**Document passage**
Thompson said society should go back to how they treated the flu.
“Nothing makes sense anymore,” he said. “If it was truly about health why aren’t we boosting immune systems.”
Abbey Reichle, resident, said she had seen photos of commissioners engaging in the community without masks.
“How dare you mandate masks for our kids,” she said.
Kevin Combs, resident, said as a mechanical engineer the mechanics of masks are common sense, ineffective and they do not filtrate two directionally.
“When you exhale it blows out the sides,” he said.
Combs said commissioners were covering their butts from liability.
“Proper action here is no action,” he said. “As of today we are doing fine—our community is healing.”
Adrianna Foster, former Roeland Park mayor, said they needed to stop telling her children what they can and can’t do.
“How would it make you feel when someone outside your family told you how to handle your child’s health,” she said.
Several parents, doctors and health workers spoke to the commission for the mandate and to expand it to all school ages.

**Try it**
Repeat the passage about the mask mandate word for word, from "Abbey Reichle, resident, said" up to and including "and can’t do.".

**Referring expression pointing data**

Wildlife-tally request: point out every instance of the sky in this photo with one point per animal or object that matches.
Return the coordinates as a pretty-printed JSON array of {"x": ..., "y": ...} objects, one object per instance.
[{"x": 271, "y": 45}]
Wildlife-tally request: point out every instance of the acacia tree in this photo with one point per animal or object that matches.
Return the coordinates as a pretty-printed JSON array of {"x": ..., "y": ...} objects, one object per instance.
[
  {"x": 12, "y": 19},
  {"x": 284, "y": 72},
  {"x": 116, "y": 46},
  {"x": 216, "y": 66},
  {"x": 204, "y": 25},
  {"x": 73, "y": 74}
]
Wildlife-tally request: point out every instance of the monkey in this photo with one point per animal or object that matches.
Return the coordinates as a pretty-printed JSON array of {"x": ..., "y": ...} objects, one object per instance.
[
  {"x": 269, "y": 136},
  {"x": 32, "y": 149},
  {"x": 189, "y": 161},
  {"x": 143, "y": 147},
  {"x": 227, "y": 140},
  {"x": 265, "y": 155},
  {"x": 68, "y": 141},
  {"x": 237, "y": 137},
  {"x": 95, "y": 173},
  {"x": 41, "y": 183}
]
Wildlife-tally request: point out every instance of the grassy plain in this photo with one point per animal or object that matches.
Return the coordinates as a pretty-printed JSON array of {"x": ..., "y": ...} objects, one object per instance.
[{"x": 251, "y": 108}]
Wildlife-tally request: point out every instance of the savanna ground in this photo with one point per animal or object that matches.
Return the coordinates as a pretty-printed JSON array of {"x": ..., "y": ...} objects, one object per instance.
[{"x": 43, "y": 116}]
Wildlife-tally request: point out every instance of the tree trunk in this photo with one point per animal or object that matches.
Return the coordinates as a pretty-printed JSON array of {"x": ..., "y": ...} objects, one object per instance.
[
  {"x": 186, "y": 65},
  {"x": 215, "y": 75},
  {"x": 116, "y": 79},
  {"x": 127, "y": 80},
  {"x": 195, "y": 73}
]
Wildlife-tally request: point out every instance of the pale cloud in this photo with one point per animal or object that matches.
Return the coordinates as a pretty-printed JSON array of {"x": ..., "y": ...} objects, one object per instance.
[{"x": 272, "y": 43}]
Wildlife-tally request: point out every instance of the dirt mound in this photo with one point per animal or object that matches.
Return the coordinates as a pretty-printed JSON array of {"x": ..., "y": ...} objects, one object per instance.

**Answer area**
Abbey Reichle, resident, said she had seen photos of commissioners engaging in the community without masks.
“How dare you mandate masks for our kids,” she said.
Kevin Combs, resident, said as a mechanical engineer the mechanics of masks are common sense, ineffective and they do not filtrate two directionally.
“When you exhale it blows out the sides,” he said.
Combs said commissioners were covering their butts from liability.
“Proper action here is no action,” he said. “As of today we are doing fine—our community is healing.”
Adrianna Foster, former Roeland Park mayor, said they needed to stop telling her children what they can and can’t do.